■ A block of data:
--

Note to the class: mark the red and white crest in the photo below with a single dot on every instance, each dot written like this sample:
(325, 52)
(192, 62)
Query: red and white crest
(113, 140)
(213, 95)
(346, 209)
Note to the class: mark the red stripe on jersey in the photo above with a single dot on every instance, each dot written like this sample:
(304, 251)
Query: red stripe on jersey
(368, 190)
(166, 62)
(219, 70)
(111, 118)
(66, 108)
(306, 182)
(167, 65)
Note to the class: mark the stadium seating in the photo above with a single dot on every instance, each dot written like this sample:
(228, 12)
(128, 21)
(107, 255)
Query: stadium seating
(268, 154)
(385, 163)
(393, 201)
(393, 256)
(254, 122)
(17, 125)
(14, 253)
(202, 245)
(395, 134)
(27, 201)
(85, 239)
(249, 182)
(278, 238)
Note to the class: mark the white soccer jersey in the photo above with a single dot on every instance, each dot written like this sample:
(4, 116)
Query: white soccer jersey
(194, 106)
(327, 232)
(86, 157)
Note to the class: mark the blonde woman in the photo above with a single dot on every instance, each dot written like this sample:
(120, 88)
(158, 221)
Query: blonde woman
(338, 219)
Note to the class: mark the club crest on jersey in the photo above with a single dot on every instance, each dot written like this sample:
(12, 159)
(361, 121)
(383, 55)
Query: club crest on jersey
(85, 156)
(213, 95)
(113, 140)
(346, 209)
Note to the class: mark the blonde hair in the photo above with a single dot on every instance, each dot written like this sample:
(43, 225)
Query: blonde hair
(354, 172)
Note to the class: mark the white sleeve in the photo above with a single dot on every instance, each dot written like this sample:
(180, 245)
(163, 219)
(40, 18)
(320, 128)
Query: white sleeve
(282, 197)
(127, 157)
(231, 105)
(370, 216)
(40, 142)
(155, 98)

--

Copy out all of the lines above word for word.

Note to the class: mark the red and white crest in the photo below with a single dot on every instance, each dot written like this sample:
(325, 52)
(192, 62)
Query: red and white crest
(113, 140)
(213, 95)
(346, 209)
Note to the class: mark the red stripe on jersey in the photo above with a single dot on every instance, each dot written like this sample:
(304, 251)
Query: red stripe on jersey
(368, 190)
(166, 62)
(219, 70)
(111, 118)
(66, 108)
(306, 182)
(167, 65)
Note to the class: mark the stadium seating in the photo above with a single dot on every instance, each dot written like this sample:
(228, 12)
(128, 21)
(107, 255)
Query: stadium seating
(268, 154)
(385, 163)
(393, 201)
(393, 256)
(254, 122)
(17, 125)
(14, 253)
(202, 245)
(395, 134)
(27, 201)
(85, 239)
(249, 182)
(278, 238)
Note to the class: mark the white soccer jersey in the photo above with a single dot on every instance, each dot written like this sample:
(4, 116)
Query: white soccer jersey
(194, 106)
(327, 232)
(86, 157)
Note to the class: mark the blonde woman in the photo above with a single dot on every instance, each dot written like this sample:
(120, 88)
(158, 221)
Query: blonde woman
(338, 219)
Note to the class: mark the club crest on jersey in the photo above with a single dot on every instance, each dot written like this sample:
(12, 159)
(361, 121)
(383, 55)
Query: club crest on jersey
(85, 156)
(213, 95)
(113, 140)
(346, 209)
Note to the class: mark the blonde hair in the photo above with a single dot on every instance, each dot written like this sample:
(43, 225)
Query: blonde hair
(354, 172)
Note to the class: mark the white sleeve in the photo above with a single dot on every instance, each dot written like this sample:
(180, 245)
(163, 219)
(40, 18)
(320, 128)
Query: white sleeve
(282, 197)
(127, 157)
(231, 105)
(370, 216)
(40, 142)
(155, 98)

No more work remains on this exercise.